Exercise: Copy out the lines of the listing from the one containing "lamb's leg, each" onward, through the last, without altering any.

★ ★ ★ ★

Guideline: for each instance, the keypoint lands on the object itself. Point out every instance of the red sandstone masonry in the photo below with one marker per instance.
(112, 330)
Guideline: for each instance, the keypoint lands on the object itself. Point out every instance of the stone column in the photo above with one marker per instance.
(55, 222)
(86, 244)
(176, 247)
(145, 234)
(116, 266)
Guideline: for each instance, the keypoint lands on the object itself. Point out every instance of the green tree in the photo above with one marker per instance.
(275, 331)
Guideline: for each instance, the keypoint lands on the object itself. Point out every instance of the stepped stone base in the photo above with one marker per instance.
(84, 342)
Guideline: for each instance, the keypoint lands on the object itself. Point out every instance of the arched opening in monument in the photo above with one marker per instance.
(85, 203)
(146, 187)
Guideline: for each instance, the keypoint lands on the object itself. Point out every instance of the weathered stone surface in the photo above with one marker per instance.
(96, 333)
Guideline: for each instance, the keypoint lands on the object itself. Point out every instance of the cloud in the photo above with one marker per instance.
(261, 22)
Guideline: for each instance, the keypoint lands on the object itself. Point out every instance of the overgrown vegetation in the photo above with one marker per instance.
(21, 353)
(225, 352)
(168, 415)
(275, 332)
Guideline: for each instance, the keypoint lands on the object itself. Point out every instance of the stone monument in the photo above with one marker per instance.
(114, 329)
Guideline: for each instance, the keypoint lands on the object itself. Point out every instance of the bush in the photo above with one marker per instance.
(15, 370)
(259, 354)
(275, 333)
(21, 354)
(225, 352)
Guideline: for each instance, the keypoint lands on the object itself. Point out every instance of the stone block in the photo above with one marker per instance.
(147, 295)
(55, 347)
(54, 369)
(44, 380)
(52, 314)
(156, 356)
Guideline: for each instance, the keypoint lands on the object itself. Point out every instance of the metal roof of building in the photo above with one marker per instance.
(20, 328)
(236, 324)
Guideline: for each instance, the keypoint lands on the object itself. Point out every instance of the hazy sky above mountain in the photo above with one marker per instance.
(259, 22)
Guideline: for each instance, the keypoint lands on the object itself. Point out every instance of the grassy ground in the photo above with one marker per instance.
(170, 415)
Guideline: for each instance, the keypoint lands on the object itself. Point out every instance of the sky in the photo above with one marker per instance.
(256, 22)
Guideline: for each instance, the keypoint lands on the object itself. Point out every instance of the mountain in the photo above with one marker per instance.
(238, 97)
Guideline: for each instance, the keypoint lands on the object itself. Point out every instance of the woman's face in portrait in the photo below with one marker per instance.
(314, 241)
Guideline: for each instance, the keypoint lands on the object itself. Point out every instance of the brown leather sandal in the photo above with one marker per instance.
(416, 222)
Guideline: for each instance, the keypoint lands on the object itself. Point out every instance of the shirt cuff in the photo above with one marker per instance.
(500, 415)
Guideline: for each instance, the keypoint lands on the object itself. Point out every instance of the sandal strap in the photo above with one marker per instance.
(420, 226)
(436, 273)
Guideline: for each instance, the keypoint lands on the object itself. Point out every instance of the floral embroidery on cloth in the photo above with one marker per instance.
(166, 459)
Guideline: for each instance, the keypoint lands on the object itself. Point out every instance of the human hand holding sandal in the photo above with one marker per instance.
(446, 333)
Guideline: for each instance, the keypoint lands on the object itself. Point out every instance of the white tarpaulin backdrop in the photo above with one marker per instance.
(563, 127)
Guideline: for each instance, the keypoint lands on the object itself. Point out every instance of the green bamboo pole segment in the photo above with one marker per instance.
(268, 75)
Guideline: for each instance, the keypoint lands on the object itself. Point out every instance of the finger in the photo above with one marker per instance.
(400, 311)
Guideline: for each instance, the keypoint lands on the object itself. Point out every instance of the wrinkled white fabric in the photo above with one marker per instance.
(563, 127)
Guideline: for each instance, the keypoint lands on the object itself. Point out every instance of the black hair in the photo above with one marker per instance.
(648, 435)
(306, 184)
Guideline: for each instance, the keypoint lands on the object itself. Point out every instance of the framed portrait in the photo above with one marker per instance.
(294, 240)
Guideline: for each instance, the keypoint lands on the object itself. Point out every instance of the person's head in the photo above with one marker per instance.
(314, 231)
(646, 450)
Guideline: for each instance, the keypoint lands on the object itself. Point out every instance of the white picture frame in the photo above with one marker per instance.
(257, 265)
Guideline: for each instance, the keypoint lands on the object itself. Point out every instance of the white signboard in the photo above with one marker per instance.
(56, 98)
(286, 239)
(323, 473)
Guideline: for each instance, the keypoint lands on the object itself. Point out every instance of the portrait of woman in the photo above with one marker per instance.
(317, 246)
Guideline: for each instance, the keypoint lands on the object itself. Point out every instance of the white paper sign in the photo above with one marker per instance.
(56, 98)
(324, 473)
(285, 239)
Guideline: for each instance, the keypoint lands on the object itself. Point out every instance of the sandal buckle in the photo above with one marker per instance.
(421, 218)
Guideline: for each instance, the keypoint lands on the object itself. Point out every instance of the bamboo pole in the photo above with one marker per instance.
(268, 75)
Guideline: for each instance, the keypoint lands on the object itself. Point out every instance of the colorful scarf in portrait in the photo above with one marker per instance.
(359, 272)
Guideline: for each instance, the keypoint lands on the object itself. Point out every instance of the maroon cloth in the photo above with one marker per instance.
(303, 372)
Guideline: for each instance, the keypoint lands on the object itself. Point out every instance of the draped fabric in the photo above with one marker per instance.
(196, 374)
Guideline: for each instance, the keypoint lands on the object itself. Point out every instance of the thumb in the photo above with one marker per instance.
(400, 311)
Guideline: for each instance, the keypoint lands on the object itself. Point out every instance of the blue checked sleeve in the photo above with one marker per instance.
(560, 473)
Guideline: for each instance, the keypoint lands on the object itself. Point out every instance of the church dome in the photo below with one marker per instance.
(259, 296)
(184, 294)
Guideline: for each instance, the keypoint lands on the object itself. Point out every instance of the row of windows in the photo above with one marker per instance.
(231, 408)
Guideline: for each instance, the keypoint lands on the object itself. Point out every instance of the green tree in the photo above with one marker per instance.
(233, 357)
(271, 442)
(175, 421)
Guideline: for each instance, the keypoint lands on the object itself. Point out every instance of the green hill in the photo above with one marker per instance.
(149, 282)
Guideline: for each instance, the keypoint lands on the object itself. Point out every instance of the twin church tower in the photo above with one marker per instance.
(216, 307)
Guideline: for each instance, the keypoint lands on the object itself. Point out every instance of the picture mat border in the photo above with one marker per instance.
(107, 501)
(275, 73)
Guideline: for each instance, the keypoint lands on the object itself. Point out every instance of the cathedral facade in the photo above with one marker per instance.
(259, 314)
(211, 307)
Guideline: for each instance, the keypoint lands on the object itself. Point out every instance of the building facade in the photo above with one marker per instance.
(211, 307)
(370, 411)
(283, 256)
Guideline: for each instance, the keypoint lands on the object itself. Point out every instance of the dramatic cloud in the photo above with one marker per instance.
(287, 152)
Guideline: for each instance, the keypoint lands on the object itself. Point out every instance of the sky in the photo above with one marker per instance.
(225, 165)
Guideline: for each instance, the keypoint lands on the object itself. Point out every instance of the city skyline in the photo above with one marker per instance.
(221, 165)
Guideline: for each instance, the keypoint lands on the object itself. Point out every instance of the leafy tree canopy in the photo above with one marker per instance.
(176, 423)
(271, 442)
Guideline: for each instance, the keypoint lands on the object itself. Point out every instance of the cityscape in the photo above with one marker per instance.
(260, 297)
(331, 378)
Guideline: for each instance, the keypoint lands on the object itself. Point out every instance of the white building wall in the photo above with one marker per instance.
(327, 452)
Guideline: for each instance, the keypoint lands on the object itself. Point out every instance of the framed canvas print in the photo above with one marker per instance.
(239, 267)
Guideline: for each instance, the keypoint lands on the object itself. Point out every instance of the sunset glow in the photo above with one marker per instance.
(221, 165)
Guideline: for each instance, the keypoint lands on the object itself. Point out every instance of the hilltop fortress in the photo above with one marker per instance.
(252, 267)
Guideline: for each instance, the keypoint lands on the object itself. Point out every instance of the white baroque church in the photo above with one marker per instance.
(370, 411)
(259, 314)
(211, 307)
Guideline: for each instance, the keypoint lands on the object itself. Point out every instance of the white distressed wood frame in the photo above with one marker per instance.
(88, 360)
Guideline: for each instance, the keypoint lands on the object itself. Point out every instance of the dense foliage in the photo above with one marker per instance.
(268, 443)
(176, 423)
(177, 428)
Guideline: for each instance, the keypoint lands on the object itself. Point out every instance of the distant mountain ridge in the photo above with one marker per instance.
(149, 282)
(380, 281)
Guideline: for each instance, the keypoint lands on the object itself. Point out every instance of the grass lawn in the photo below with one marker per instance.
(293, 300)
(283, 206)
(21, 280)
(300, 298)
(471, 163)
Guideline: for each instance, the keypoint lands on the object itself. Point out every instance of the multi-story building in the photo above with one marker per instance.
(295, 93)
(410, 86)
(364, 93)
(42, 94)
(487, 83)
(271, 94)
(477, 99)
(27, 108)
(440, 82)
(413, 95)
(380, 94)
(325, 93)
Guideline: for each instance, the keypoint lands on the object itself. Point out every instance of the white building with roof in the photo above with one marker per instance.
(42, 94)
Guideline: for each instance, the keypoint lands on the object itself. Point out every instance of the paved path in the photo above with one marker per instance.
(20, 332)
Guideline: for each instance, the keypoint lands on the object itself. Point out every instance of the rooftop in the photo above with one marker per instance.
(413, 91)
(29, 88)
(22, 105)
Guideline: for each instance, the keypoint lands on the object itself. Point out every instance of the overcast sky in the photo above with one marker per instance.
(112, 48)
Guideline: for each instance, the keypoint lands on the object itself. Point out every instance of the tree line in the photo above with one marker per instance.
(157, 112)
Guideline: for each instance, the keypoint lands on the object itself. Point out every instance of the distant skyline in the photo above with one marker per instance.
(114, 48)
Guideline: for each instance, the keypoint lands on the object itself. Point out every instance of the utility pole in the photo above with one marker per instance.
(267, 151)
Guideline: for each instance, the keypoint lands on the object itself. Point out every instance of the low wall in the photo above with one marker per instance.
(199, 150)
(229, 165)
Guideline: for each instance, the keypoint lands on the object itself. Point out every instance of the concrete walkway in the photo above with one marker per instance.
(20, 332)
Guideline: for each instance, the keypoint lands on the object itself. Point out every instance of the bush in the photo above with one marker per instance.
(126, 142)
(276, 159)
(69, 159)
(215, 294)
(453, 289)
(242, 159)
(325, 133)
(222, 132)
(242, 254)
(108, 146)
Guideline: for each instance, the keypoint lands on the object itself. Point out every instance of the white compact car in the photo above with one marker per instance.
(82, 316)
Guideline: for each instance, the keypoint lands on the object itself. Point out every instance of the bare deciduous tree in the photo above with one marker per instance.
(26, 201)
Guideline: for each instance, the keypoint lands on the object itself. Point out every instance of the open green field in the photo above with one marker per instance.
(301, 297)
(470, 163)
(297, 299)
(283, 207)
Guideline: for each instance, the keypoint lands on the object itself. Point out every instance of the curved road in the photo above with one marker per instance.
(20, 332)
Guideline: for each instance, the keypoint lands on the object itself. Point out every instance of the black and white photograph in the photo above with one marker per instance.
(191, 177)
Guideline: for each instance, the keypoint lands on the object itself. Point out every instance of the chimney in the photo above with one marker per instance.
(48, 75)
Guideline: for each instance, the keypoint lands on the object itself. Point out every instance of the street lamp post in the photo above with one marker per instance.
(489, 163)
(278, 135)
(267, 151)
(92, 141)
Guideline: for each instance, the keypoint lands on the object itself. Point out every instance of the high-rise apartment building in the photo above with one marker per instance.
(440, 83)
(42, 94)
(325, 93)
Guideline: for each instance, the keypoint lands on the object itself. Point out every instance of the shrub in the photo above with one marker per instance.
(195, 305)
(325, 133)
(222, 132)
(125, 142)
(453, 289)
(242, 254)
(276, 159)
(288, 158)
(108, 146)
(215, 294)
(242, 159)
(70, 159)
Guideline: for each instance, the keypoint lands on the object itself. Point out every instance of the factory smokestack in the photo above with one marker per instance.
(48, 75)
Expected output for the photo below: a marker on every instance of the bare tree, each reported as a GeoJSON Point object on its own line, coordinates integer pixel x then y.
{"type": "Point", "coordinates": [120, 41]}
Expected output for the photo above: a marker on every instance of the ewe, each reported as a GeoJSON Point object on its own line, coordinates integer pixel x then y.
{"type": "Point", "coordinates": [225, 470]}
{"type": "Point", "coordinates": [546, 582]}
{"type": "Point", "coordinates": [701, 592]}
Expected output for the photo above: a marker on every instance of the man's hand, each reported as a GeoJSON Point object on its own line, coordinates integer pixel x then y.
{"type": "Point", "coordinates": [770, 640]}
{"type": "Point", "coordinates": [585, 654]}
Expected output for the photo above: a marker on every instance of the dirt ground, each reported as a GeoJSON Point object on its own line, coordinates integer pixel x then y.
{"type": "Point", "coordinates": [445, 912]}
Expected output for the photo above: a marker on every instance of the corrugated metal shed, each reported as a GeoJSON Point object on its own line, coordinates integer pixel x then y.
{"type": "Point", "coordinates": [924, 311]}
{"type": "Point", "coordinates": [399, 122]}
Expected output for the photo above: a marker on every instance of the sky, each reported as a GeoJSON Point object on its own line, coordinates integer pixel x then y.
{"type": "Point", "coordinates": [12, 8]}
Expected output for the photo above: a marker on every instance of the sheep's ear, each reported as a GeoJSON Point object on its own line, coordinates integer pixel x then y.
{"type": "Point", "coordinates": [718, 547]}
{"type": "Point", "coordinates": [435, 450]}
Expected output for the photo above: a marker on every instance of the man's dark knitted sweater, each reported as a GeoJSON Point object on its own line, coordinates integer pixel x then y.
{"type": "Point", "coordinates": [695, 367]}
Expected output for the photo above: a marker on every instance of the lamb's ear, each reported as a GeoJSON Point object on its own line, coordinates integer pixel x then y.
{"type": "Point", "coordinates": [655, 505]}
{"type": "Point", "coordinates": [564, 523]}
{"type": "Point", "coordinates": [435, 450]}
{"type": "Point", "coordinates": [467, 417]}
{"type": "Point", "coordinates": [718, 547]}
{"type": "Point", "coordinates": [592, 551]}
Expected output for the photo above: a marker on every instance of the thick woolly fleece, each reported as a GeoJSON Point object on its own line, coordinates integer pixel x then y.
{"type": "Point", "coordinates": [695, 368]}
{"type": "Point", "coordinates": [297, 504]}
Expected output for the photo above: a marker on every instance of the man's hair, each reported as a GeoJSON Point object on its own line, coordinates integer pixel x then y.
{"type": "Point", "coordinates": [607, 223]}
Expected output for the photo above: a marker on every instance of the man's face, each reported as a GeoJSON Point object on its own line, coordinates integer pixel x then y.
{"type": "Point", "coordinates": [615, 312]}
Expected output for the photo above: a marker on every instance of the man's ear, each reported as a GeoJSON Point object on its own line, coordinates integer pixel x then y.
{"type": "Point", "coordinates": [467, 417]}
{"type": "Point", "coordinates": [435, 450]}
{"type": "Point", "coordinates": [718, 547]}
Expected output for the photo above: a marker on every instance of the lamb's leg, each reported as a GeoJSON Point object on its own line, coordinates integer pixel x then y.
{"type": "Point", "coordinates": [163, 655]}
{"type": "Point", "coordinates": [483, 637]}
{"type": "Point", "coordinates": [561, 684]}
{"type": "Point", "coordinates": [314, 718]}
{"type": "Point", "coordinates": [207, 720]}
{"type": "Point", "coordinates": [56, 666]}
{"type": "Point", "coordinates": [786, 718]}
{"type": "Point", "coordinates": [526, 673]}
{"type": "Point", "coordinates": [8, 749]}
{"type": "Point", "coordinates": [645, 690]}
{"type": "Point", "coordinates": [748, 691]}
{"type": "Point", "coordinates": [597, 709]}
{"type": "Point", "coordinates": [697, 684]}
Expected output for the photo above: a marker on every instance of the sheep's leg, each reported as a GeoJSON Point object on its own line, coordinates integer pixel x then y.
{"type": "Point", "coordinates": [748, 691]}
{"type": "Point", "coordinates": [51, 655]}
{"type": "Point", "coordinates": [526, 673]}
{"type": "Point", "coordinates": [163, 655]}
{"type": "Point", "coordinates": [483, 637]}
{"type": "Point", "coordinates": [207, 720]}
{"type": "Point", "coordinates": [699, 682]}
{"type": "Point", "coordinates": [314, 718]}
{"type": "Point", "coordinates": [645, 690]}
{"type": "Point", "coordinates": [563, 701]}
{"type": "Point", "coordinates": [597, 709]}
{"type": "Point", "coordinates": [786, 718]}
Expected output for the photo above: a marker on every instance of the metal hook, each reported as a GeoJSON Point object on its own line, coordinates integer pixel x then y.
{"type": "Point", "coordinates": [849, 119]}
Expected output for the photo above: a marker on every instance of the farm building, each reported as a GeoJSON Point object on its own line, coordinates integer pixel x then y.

★ ★ ★ ★

Exercise output:
Expected output for the photo above: a marker on every instance of the lamb's leg, each reported as a GeoJSON Point object on its own line, coordinates integer pixel x then y.
{"type": "Point", "coordinates": [163, 655]}
{"type": "Point", "coordinates": [483, 637]}
{"type": "Point", "coordinates": [561, 684]}
{"type": "Point", "coordinates": [314, 718]}
{"type": "Point", "coordinates": [207, 720]}
{"type": "Point", "coordinates": [56, 666]}
{"type": "Point", "coordinates": [786, 718]}
{"type": "Point", "coordinates": [526, 673]}
{"type": "Point", "coordinates": [8, 749]}
{"type": "Point", "coordinates": [645, 690]}
{"type": "Point", "coordinates": [748, 691]}
{"type": "Point", "coordinates": [597, 709]}
{"type": "Point", "coordinates": [697, 684]}
Expected output for the photo above: a marker on every instance of the sheep's leg, each reported as a GeoJSON Point object on its own line, coordinates integer pixel x then y.
{"type": "Point", "coordinates": [748, 691]}
{"type": "Point", "coordinates": [51, 655]}
{"type": "Point", "coordinates": [526, 673]}
{"type": "Point", "coordinates": [163, 655]}
{"type": "Point", "coordinates": [483, 637]}
{"type": "Point", "coordinates": [207, 720]}
{"type": "Point", "coordinates": [699, 682]}
{"type": "Point", "coordinates": [314, 718]}
{"type": "Point", "coordinates": [645, 690]}
{"type": "Point", "coordinates": [563, 701]}
{"type": "Point", "coordinates": [597, 709]}
{"type": "Point", "coordinates": [786, 718]}
Expected output for the photo above: a marker on every instance of the metal hook, each reported as a GeoJSON Point object on its own line, coordinates integer pixel x then y.
{"type": "Point", "coordinates": [849, 119]}
Expected output for the photo above: a marker on every instance of the farm building, each reported as a GeoJSON Point object on its own line, coordinates integer pixel x then y.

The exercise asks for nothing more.